■ **WHAT TO PRODUCE**:
Starting with the line that contains "query: bright green" and stopping after the line that contains "query: tilted blue", copy the entries below exactly. Include nothing else.

■ **RECORDS FOR THE EXERCISE**:
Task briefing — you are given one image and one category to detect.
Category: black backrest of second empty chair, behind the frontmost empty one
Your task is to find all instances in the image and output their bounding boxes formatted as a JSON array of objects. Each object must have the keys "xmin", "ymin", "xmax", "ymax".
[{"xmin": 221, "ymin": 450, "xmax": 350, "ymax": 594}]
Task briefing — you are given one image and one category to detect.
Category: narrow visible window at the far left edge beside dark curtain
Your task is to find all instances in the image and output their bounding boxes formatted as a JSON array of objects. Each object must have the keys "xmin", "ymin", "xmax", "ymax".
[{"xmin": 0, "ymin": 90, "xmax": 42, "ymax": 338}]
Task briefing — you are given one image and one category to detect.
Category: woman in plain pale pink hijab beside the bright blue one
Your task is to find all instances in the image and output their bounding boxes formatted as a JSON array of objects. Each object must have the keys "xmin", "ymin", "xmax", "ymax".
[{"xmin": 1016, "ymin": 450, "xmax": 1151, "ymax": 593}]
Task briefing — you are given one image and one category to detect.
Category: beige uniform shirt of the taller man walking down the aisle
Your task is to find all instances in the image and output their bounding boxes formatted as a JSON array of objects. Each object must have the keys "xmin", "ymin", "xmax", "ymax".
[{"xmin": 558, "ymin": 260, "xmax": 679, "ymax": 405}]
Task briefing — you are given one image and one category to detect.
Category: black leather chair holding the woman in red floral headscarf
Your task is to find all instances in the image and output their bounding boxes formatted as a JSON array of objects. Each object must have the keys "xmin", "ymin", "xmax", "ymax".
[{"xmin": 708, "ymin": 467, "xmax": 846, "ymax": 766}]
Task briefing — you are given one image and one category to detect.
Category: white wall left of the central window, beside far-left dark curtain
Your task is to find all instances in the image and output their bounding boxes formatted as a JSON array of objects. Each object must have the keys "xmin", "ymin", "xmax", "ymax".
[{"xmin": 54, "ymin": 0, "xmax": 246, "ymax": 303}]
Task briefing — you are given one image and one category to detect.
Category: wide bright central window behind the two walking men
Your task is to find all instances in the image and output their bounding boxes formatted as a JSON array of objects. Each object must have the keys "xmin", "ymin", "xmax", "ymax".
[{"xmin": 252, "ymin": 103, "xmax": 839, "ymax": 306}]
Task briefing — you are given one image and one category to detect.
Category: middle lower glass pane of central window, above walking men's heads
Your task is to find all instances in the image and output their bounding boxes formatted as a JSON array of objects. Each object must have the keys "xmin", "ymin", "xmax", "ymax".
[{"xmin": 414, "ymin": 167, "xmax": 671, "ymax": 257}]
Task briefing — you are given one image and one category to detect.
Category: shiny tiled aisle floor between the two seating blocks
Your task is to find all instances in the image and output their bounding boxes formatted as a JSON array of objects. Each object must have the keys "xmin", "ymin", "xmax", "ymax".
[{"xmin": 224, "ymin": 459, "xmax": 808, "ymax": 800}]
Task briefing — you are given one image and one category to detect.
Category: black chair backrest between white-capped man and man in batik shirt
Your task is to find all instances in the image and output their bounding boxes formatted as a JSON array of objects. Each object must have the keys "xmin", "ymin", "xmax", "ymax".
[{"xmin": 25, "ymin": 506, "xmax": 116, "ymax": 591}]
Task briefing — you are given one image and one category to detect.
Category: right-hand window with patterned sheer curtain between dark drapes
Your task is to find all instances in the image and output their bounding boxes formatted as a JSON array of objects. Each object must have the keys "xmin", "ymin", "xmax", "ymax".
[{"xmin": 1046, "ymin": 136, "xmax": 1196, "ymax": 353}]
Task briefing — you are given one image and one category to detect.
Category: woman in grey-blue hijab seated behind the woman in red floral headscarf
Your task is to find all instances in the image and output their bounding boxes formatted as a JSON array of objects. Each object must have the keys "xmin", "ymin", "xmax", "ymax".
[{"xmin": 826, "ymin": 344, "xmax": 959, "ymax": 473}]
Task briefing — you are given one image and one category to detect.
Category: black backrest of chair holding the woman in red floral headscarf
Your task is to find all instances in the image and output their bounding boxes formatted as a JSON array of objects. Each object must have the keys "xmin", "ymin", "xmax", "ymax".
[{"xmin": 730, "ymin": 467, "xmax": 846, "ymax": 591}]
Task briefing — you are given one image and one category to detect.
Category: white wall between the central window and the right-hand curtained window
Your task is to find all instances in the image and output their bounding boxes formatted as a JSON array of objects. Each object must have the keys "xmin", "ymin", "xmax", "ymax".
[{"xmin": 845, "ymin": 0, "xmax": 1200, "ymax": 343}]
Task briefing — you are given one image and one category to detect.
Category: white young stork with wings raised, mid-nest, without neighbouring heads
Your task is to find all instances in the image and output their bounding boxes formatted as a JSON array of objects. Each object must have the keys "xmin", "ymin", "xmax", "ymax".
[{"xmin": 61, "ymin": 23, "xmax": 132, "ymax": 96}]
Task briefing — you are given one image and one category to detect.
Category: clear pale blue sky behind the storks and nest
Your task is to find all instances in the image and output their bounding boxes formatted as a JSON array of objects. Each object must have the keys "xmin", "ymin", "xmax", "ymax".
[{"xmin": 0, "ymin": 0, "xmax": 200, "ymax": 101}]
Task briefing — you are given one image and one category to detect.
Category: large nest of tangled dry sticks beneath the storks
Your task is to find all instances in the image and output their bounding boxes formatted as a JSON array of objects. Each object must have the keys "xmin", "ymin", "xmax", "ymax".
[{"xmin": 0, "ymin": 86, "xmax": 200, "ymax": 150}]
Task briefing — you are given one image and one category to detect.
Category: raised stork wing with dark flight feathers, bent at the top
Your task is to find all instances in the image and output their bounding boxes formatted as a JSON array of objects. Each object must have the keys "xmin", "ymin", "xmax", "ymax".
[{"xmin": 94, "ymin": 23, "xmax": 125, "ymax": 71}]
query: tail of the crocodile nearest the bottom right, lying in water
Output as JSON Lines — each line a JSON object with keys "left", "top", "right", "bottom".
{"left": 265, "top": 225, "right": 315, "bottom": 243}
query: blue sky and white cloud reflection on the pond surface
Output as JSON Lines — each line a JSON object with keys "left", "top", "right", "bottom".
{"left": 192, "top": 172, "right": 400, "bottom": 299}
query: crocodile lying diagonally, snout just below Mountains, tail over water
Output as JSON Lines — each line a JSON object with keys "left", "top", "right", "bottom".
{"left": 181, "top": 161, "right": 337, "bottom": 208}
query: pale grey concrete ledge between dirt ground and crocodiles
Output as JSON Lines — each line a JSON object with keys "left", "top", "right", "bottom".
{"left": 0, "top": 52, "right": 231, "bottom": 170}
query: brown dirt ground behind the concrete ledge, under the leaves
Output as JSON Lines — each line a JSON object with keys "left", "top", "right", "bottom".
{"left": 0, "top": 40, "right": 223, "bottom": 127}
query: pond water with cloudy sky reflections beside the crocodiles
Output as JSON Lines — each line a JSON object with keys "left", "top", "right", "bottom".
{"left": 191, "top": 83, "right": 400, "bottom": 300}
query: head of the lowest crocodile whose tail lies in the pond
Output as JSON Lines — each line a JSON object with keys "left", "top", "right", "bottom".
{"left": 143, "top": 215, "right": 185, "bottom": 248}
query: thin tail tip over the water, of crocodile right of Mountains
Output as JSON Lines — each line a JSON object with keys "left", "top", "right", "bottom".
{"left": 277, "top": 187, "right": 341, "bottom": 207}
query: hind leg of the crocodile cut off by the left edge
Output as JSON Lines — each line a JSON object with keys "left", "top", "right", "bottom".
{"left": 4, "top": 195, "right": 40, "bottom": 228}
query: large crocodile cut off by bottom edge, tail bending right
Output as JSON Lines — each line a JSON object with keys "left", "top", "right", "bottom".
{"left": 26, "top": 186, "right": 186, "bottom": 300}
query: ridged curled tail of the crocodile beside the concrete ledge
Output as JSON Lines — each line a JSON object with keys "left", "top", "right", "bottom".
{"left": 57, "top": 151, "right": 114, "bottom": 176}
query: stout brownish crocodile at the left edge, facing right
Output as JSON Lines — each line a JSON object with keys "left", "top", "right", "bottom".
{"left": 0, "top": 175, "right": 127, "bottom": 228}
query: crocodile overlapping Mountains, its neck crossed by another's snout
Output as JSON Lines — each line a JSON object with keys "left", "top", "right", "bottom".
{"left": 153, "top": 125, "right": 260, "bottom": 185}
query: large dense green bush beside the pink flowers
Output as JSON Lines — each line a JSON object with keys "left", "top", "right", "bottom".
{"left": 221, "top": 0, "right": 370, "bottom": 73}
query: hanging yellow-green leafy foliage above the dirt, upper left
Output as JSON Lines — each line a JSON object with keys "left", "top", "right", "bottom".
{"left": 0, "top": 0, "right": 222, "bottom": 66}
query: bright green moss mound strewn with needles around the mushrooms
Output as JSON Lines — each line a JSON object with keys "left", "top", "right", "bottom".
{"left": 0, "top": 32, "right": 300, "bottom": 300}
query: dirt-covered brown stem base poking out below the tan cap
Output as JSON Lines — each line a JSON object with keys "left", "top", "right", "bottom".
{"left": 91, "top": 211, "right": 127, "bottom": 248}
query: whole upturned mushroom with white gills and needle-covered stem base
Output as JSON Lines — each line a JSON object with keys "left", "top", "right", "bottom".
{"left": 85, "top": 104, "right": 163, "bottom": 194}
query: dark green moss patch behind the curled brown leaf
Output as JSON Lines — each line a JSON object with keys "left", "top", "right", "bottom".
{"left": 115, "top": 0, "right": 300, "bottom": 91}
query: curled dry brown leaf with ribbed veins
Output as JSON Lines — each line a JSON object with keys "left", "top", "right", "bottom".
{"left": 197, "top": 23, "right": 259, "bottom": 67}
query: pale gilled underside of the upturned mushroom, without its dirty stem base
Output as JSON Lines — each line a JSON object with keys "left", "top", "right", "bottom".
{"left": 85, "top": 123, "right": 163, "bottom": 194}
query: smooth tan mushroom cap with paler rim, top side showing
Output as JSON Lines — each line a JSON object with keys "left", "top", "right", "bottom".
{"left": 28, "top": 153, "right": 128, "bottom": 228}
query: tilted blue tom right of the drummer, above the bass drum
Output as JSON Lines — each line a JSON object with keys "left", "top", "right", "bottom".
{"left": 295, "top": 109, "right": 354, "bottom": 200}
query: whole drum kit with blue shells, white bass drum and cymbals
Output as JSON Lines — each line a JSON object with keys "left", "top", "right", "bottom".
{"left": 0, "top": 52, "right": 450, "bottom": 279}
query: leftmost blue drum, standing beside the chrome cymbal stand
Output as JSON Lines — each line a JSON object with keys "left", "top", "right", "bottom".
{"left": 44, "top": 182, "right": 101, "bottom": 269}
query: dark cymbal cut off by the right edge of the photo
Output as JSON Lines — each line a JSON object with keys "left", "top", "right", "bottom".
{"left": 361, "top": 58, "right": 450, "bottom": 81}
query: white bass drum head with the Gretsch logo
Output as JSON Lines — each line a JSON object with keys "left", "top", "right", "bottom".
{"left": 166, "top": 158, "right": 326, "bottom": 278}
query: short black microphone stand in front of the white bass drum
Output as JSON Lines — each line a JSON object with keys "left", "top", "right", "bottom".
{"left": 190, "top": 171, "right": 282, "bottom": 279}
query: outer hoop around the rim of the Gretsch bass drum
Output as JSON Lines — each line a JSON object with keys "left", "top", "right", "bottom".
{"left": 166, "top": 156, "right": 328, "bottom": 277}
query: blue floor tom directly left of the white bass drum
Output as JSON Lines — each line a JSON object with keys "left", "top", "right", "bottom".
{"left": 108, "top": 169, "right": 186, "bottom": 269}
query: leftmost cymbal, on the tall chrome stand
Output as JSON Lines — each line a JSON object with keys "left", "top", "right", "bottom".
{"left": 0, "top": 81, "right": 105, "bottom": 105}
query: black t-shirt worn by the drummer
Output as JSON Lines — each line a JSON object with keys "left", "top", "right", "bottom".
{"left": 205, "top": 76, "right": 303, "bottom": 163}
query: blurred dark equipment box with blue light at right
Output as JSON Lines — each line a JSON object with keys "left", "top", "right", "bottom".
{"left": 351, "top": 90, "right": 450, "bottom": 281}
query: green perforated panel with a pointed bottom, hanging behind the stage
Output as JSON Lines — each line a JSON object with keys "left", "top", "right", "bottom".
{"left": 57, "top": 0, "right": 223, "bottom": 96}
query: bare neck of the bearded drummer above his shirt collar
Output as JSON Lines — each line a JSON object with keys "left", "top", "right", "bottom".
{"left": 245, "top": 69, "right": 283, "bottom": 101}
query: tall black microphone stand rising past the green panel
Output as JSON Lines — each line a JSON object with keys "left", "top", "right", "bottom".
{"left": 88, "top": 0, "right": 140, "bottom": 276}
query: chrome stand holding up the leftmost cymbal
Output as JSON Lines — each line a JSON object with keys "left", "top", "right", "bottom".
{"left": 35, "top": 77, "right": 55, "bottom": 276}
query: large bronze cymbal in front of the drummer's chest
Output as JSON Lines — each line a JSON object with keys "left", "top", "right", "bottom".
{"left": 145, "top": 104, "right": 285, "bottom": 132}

■ **REPLY**:
query: bright green moss mound strewn with needles around the mushrooms
Output as JSON Lines — each line a JSON object with keys "left", "top", "right", "bottom".
{"left": 0, "top": 32, "right": 300, "bottom": 300}
query: dirt-covered brown stem base poking out below the tan cap
Output as JSON Lines — each line a JSON object with keys "left", "top", "right", "bottom".
{"left": 91, "top": 211, "right": 127, "bottom": 248}
query: whole upturned mushroom with white gills and needle-covered stem base
Output as JSON Lines — each line a JSON object with keys "left", "top", "right", "bottom".
{"left": 85, "top": 104, "right": 163, "bottom": 194}
query: dark green moss patch behind the curled brown leaf
Output as JSON Lines — each line a JSON object with keys "left", "top", "right", "bottom".
{"left": 115, "top": 0, "right": 300, "bottom": 91}
query: curled dry brown leaf with ribbed veins
Output as JSON Lines — each line a JSON object with keys "left", "top", "right", "bottom".
{"left": 197, "top": 23, "right": 259, "bottom": 67}
query: pale gilled underside of the upturned mushroom, without its dirty stem base
Output as JSON Lines — each line a JSON object with keys "left", "top", "right", "bottom".
{"left": 85, "top": 123, "right": 163, "bottom": 194}
query: smooth tan mushroom cap with paler rim, top side showing
Output as JSON Lines — each line a JSON object with keys "left", "top", "right", "bottom".
{"left": 28, "top": 153, "right": 128, "bottom": 228}
query: tilted blue tom right of the drummer, above the bass drum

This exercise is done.